◆ **TASK STATEMENT**:
Reproduce the records word for word, starting at the line that contains "of the distant" and ending at the final line of the records.

----- EXCERPTED RECORDS -----

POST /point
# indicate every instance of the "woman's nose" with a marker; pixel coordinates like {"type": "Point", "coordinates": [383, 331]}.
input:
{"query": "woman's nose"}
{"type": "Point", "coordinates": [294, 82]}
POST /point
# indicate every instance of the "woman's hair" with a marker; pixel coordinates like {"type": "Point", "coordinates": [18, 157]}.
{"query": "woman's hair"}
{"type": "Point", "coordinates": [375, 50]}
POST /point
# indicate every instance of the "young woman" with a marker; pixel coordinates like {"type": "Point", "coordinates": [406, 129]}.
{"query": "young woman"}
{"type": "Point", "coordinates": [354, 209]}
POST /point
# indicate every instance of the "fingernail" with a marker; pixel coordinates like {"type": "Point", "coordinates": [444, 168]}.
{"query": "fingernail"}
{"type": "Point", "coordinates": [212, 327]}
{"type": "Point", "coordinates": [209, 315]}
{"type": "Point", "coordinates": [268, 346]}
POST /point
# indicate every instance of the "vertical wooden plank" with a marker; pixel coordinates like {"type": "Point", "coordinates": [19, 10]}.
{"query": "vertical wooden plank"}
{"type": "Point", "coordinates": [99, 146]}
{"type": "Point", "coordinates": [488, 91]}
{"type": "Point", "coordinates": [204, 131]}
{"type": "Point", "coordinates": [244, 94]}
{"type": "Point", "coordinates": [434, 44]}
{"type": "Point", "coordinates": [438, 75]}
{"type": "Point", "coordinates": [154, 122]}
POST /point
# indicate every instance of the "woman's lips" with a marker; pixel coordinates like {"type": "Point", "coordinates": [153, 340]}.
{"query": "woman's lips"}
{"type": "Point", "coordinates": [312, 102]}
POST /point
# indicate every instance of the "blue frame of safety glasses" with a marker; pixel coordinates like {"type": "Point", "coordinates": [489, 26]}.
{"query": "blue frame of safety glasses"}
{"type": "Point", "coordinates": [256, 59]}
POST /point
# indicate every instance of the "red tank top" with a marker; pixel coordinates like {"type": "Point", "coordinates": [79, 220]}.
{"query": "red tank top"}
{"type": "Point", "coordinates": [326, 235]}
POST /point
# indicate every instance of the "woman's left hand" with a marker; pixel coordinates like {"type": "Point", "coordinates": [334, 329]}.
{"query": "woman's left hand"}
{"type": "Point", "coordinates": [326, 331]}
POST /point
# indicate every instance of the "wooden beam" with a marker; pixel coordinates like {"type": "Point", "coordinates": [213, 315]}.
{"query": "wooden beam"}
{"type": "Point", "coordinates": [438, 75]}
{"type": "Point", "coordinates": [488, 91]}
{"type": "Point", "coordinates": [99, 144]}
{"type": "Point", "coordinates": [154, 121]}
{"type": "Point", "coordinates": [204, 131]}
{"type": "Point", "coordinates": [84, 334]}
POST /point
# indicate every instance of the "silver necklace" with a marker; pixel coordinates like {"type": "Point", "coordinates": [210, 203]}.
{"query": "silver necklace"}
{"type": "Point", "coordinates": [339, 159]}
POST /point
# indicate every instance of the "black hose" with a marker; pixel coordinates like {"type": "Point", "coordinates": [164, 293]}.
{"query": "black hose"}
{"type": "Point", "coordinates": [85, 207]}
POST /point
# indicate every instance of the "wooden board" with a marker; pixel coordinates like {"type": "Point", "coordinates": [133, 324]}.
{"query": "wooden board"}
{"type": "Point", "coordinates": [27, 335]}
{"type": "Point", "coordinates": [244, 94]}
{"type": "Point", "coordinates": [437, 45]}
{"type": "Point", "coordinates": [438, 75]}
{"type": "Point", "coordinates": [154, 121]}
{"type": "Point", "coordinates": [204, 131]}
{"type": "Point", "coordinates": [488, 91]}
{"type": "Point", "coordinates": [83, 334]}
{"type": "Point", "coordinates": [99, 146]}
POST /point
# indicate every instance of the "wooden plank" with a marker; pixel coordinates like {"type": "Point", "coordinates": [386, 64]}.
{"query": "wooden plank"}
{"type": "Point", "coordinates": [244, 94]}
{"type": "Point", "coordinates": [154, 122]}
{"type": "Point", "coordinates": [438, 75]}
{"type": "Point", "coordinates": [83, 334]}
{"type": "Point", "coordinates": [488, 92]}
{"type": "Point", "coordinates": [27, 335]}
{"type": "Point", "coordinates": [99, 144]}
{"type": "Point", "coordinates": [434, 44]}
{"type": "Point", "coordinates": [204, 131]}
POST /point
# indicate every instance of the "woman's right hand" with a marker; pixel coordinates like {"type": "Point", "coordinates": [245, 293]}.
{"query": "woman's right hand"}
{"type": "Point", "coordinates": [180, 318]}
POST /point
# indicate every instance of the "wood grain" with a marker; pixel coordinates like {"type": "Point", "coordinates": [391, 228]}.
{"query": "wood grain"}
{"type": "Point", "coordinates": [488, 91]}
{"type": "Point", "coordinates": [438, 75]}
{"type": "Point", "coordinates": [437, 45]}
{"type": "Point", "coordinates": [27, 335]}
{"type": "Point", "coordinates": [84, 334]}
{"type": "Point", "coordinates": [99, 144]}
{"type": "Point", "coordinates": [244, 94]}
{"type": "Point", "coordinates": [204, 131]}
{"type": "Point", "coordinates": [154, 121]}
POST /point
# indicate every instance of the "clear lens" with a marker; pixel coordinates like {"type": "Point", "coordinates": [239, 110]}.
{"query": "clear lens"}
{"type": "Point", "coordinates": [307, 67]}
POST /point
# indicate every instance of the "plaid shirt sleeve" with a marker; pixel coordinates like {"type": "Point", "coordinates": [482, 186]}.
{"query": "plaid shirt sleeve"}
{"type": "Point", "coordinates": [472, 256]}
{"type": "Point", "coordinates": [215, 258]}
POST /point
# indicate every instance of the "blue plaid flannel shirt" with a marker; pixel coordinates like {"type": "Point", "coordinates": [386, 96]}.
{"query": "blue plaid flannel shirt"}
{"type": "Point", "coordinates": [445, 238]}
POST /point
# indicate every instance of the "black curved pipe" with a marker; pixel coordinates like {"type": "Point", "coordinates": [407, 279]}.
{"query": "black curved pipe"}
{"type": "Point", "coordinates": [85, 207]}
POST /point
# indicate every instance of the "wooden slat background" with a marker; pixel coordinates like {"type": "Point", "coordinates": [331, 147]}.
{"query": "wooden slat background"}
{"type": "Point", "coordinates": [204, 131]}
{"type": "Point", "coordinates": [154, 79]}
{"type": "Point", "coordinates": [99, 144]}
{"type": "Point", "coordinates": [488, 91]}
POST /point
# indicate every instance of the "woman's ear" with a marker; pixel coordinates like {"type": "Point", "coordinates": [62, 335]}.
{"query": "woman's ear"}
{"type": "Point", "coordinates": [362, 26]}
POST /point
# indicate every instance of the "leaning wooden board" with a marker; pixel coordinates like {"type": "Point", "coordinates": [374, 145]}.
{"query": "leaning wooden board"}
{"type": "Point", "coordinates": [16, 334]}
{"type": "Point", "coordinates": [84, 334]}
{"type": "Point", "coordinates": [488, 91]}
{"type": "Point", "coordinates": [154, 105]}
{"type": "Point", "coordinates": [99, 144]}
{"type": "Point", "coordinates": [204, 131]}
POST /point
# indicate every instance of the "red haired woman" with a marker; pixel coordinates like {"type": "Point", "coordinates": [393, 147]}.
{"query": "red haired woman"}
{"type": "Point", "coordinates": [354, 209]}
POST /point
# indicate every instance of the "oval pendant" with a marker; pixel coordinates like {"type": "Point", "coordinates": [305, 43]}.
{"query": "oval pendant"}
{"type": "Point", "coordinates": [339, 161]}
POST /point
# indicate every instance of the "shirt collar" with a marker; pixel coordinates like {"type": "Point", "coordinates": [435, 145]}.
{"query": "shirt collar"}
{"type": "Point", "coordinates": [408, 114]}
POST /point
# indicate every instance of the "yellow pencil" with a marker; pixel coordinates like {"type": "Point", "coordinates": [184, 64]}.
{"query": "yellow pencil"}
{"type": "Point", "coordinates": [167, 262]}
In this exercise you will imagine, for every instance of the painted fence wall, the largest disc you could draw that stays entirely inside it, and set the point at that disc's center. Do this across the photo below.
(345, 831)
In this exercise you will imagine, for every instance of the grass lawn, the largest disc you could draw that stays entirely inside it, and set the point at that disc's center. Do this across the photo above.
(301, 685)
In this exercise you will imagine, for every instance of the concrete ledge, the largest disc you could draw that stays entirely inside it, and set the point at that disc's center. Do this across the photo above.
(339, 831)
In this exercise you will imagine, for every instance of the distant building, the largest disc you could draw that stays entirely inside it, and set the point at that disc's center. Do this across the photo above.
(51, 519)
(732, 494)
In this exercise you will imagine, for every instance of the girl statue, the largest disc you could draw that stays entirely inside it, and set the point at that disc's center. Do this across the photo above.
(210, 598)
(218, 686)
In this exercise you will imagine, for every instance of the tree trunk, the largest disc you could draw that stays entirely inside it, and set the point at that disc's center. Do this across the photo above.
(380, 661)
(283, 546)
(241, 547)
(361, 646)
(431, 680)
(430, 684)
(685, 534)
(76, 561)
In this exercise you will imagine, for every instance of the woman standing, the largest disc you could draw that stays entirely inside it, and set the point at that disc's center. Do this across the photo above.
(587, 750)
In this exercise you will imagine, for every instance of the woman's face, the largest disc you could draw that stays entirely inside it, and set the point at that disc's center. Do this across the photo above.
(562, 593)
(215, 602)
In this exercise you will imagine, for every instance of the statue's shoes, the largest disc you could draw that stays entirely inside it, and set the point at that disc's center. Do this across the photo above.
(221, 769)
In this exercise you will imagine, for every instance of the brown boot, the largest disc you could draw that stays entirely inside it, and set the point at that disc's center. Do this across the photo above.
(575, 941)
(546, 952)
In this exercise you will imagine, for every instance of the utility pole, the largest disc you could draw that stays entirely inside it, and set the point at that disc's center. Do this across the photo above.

-----

◆ **RESPONSE**:
In this exercise you will imagine, for every instance of the distant building, the largest disc you could draw that stays entirely inside it, and set the point at that disc's center. Do this across the photo above.
(51, 519)
(732, 494)
In this exercise you will imagine, for every instance of the girl statue, the largest disc you could draw that stays entirely inside it, and set the point at that disc's center. Do this across the photo above.
(210, 598)
(218, 686)
In this exercise you will imagine, for every instance of the tree trunk, the largest disc you could draw that stays entirely inside it, and set the point at that disc's center. Do this across the photo above.
(380, 661)
(283, 546)
(241, 547)
(361, 646)
(431, 680)
(430, 684)
(685, 534)
(76, 561)
In this exercise you will imagine, for every instance of the woman standing, the largest disc you could draw that stays entirely inside it, and set the point at that disc's center. Do this across the photo above.
(587, 750)
In this exercise you will imagine, for every instance of the woman's face, the largest disc you could draw that stays entirely inside it, and set the point at that disc's center. Do this across the photo above.
(562, 593)
(215, 602)
In this exercise you will imagine, for every instance of the statue's shoes, the largest disc you could draw that stays entirely inside it, and set the point at that disc's center. Do this across the photo above.
(221, 769)
In this exercise you will imagine, for every instance of the brown boot, the largest disc you could draw that stays entirely inside it, and set the point at that disc's center. Do this across the photo above.
(575, 941)
(546, 952)
In this exercise you will imagine, for every instance of the utility pole, the largest disc you could draw that stays entirely inside it, and set the point at that disc's center. Do this across the photo above.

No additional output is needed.